Written exercise: Rewrite the lines below with every "instance" changed to "occurrence" and nothing else altered. Leave out the pictures.

--- START Extracted records ---

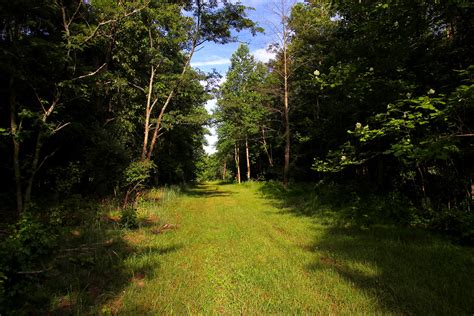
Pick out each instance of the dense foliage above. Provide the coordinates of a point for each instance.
(381, 102)
(97, 97)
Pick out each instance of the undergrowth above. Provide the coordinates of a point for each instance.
(69, 258)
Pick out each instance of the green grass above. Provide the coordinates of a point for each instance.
(236, 250)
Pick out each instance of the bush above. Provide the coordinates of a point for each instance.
(24, 255)
(128, 218)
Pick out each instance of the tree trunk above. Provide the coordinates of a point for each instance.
(148, 114)
(16, 149)
(247, 156)
(180, 80)
(237, 161)
(224, 170)
(34, 169)
(286, 167)
(265, 147)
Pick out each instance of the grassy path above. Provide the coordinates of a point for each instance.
(234, 252)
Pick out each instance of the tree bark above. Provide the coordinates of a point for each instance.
(180, 80)
(265, 147)
(16, 148)
(247, 156)
(224, 170)
(148, 114)
(34, 169)
(237, 161)
(286, 167)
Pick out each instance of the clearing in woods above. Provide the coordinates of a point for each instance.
(230, 249)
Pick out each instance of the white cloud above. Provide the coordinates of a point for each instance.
(263, 55)
(213, 62)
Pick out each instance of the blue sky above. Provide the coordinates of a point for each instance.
(214, 56)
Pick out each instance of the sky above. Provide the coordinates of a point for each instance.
(216, 56)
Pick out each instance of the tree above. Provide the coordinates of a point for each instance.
(240, 105)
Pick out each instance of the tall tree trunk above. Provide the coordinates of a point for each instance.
(265, 147)
(224, 170)
(148, 113)
(34, 169)
(286, 167)
(247, 156)
(237, 161)
(180, 80)
(16, 148)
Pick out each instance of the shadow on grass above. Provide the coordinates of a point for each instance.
(206, 191)
(87, 274)
(404, 271)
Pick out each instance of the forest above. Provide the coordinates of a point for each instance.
(362, 121)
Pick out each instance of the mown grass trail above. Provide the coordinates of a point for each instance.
(235, 251)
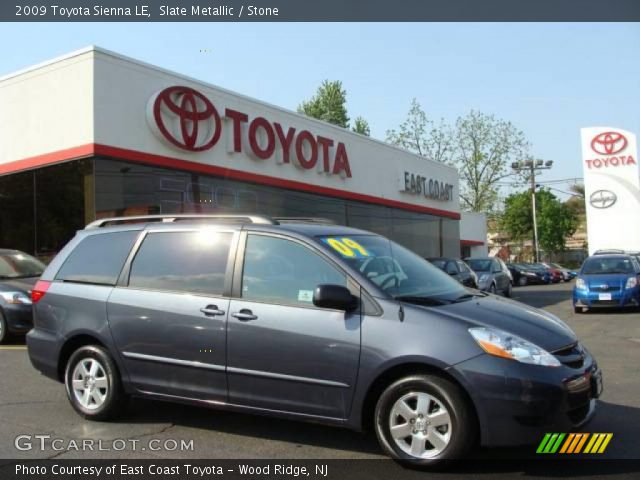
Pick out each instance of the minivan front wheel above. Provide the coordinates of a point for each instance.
(423, 420)
(93, 383)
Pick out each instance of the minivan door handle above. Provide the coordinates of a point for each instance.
(245, 314)
(212, 310)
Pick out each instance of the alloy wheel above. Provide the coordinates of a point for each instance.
(420, 425)
(89, 383)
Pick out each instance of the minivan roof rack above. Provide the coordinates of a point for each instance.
(104, 222)
(304, 220)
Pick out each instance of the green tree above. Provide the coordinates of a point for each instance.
(576, 201)
(328, 104)
(421, 135)
(485, 148)
(556, 221)
(361, 126)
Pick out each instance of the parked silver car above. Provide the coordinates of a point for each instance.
(493, 275)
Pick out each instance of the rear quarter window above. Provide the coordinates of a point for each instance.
(98, 259)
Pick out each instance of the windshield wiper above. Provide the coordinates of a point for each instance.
(468, 296)
(429, 301)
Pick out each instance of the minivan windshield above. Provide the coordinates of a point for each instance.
(396, 270)
(607, 265)
(19, 265)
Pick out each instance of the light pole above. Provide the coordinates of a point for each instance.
(531, 166)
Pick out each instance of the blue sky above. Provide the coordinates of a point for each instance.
(548, 79)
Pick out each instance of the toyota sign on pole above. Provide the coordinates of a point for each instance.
(612, 188)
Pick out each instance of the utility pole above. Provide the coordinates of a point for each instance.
(531, 166)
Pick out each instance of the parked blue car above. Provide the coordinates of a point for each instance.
(607, 281)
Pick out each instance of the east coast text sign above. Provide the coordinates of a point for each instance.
(612, 188)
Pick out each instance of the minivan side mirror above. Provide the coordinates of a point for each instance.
(335, 297)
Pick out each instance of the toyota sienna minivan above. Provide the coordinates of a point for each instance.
(303, 319)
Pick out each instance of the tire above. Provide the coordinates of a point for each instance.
(4, 329)
(102, 396)
(409, 396)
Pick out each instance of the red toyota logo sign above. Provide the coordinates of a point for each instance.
(187, 119)
(608, 143)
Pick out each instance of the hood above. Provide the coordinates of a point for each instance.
(536, 326)
(20, 284)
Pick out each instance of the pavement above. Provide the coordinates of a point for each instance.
(31, 404)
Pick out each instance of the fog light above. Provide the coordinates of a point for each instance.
(579, 384)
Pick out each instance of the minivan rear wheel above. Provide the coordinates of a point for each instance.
(93, 384)
(424, 420)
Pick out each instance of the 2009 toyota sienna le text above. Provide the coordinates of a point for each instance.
(303, 319)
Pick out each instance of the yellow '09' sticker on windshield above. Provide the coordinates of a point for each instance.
(346, 247)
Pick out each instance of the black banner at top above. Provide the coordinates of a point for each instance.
(320, 10)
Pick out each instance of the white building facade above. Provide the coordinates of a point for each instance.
(95, 134)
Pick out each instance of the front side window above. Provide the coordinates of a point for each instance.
(19, 265)
(194, 262)
(478, 265)
(608, 265)
(282, 271)
(98, 259)
(462, 267)
(393, 268)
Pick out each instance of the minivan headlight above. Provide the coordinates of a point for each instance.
(16, 298)
(506, 345)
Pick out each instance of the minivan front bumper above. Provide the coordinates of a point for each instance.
(518, 402)
(619, 298)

--- END Extracted records ---

Expected answer:
Pick out each occurrence of the dense foliage above. Provide the coordinates of a point for each occurrence.
(381, 102)
(97, 97)
Pick out each occurrence of the undergrowth above. Provide the coordinates of a point for each occurrence.
(69, 258)
Pick out each occurrence of the green grass above. Provide the coordinates of a point for each occurrence.
(236, 250)
Pick out each occurrence of the bush above. Provide the coordinates of a point for each occurrence.
(24, 255)
(128, 218)
Pick out each occurrence of the tree trunk above. Provide the coordinates of a point for each occurrence.
(148, 114)
(16, 149)
(247, 156)
(180, 80)
(237, 161)
(224, 170)
(34, 169)
(286, 167)
(265, 147)
Pick out each occurrence of the grassy path above. Provide the coordinates of a point for each occurrence.
(234, 252)
Pick out each occurrence of the tree bark above. Provide the coordinates of a point for each occurrence.
(180, 80)
(265, 147)
(16, 148)
(247, 156)
(224, 170)
(148, 114)
(34, 169)
(237, 161)
(286, 167)
Pick out each occurrence of the clearing in woods above. Provide the coordinates of a point for each occurrence.
(230, 249)
Pick out each occurrence of the white cloud above. Provide the coordinates of a point for each occurrence.
(263, 55)
(213, 62)
Pick out each occurrence of the blue sky above. Provide the coordinates of a point for each occurrence.
(214, 56)
Pick out each occurrence of the sky above. Provide the coordinates of a point for each occurrence.
(216, 56)
Pick out each occurrence of the tree above. Provide the coordinates of a point for each occurrence.
(240, 105)
Pick out each occurrence of the tall tree trunk above. Provide the coordinates of a point for each occurrence.
(265, 147)
(224, 170)
(148, 113)
(34, 169)
(286, 167)
(247, 156)
(237, 161)
(180, 80)
(16, 148)
Pick out each occurrence of the shadow on grass above. Provide the coordinates of a point for each occurrence.
(206, 191)
(87, 274)
(404, 271)
Pick out each occurrence of the forest above. Provide the coordinates of a point for each occurrence.
(362, 121)
Pick out each occurrence of the mown grass trail above. Provide the coordinates of a point for each occurrence.
(235, 251)
Pick out each occurrence of the minivan front wheel above. Provide the coordinates of a point for each occurrence.
(423, 420)
(93, 383)
Pick out each occurrence of the minivan door handle above. Provide the coordinates of a point for each occurrence.
(245, 314)
(212, 310)
Pick out each occurrence of the alloy wheel above. Provide the coordinates of a point for each occurrence.
(420, 425)
(89, 383)
Pick out each occurrence of the minivan roof rack above. Provide the coordinates of a point for each occurrence.
(104, 222)
(304, 220)
Pick out each occurrence of the green tree above. Provide the coordinates of a point for each occurrence.
(576, 201)
(328, 104)
(421, 135)
(485, 148)
(556, 221)
(361, 126)
Pick out each occurrence of the parked silver car above. Provide the coordinates of a point for each occurrence.
(493, 275)
Pick out each occurrence of the rear quarter window above. Provide the coordinates of a point for each occurrence.
(98, 259)
Pick out each occurrence of the windshield wiper above. Provide the coordinates of a point for each occurrence.
(468, 296)
(429, 301)
Pick out each occurrence of the minivan windshield above. Provide the coordinates of a point for each occurrence.
(396, 270)
(607, 265)
(19, 265)
Pick out each occurrence of the light pole above. Provide the coordinates of a point for each occurrence.
(531, 166)
Pick out each occurrence of the blue sky above. Provide the coordinates of a point for each occurrence.
(548, 79)
Pick out each occurrence of the toyota sign on pole above. Provide the coordinates of a point for each occurrence.
(612, 188)
Pick out each occurrence of the utility pole above. Provide the coordinates of a point for each occurrence.
(531, 166)
Pick out each occurrence of the parked blue car above. Provide the coordinates of a point for each occurrence.
(607, 281)
Pick out each occurrence of the east coast text sign above. Provide the coordinates of a point for each occurrence.
(612, 188)
Pick out each occurrence of the minivan side mirror above. Provide the coordinates of a point for each occurrence.
(335, 297)
Pick out each occurrence of the toyota sienna minivan above. Provide the coordinates of a point for each occurrence.
(303, 319)
Pick out each occurrence of the tire above. Provide the coordinates of a point for each occurrence.
(4, 329)
(102, 396)
(409, 396)
Pick out each occurrence of the red toyota logo sign above. Provide the coordinates of a point for each occurrence.
(187, 119)
(608, 143)
Pick out each occurrence of the hood above. Provide the coordinates of a point for each occurrence.
(536, 326)
(20, 284)
Pick out each occurrence of the pavement above. Provide the coordinates of a point for each occurrence.
(31, 404)
Pick out each occurrence of the fog light above. Provide the coordinates of a point for each occurrence.
(579, 384)
Pick out each occurrence of the minivan rear wheel above. Provide the coordinates of a point for each occurrence.
(93, 384)
(424, 420)
Pick out each occurrence of the 2009 toyota sienna le text above. Provide the coordinates of a point for each occurrence.
(303, 319)
Pick out each occurrence of the yellow '09' sticker on windshield above. Provide the coordinates of a point for each occurrence.
(346, 247)
Pick out each occurrence of the black banner at top above. Provide the coordinates of a point for each occurrence.
(320, 10)
Pick out each occurrence of the white building facade above. Provide the coordinates of a point for each occurrence.
(95, 134)
Pick out each occurrence of the front side window above. Provide the coordinates of a point for each occurrence.
(19, 265)
(194, 262)
(478, 265)
(608, 265)
(282, 271)
(98, 259)
(462, 267)
(393, 268)
Pick out each occurrence of the minivan headlight above. Provide the coordinates of a point for each occurrence.
(16, 298)
(506, 345)
Pick out each occurrence of the minivan front bumper above. Provide the coordinates of a point for each occurrence.
(518, 402)
(619, 298)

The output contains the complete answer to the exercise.